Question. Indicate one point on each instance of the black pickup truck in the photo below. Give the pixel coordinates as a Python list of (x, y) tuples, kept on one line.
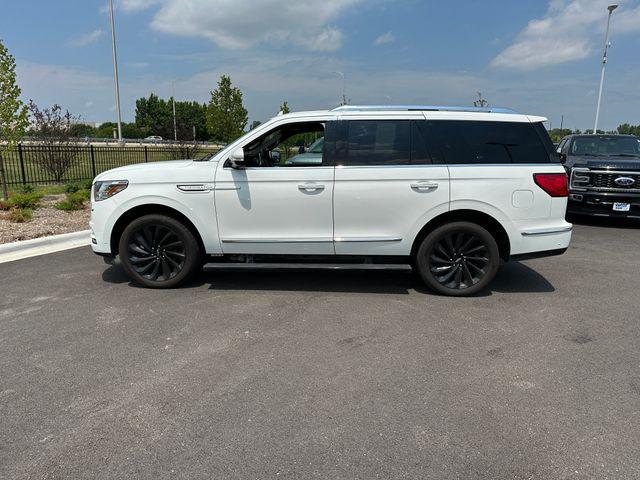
[(604, 174)]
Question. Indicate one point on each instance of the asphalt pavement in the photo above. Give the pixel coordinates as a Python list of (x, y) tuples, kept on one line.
[(328, 375)]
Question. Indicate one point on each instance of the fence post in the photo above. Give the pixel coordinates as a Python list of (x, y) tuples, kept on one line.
[(24, 177), (93, 161)]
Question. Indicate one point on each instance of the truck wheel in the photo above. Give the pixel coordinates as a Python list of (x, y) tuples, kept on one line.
[(158, 251), (458, 259)]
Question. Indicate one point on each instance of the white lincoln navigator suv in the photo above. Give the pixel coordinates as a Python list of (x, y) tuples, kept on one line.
[(447, 191)]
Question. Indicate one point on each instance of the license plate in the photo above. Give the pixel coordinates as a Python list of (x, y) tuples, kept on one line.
[(621, 207)]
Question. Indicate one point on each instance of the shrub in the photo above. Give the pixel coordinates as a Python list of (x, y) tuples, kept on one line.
[(74, 201), (20, 215), (71, 187)]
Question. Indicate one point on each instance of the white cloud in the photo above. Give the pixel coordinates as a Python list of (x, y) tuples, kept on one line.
[(569, 31), (241, 24), (86, 38), (136, 5), (384, 39)]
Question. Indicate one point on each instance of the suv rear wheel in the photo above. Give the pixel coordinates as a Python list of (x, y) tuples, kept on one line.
[(158, 251), (458, 259)]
::::::::::
=== Problem details ===
Copy every item above word for word, leaving out the picture.

=== Result of this task ===
Question. Indicate one point on each instance of the black pickup truck in the photo below. Give the pixel coordinates as a Python list of (x, y) tuples, kept on one line.
[(604, 174)]
Question. Indicate one point on each instance of the asphalt pavement in the photo above. Give the pixel coordinates as a Python list of (x, y) tuples, kept on one line.
[(328, 375)]
Question. Indicate one point on each instance of the fence post in the photo above. Give the pixel coordinates as a Python list of (x, y) tuples, kept on one line.
[(24, 177), (93, 161)]
Question. Indicate one point on each instance of the truck wheel in the photo above. Give the pixel coordinates as a Python list of (x, y) tuples, kept on one line.
[(158, 251), (458, 259)]
Question. Indicate one point on each instance of the white lincoln navigator suv in the photo above. Give the pixel coordinates as a Python list of (x, y) tuples, kept on one line.
[(447, 191)]
Question. Indicate one point on each instance of the license plate in the photo above. Give the pixel coordinates as a Python list of (x, y) tuples, kept on one line.
[(621, 207)]
Question. Indicate one point on each instance of the shrub in the photo above. Give the pixel coordinates as a Python list of (x, y) tuples, kept on one line.
[(74, 201), (20, 215), (71, 187)]
Question. Indicate one point on each instance of the white cloud in the photo above. Give the pixel coordinates as a Python list of (x, y) tuples, kept on one line.
[(569, 31), (241, 24), (86, 38), (136, 5), (384, 39)]
Question. Indicate one point on each instance of the suv rear wheel in the photo above. Give the pixel coordinates as a Python list of (x, y) tuples, kept on one line.
[(158, 251), (458, 259)]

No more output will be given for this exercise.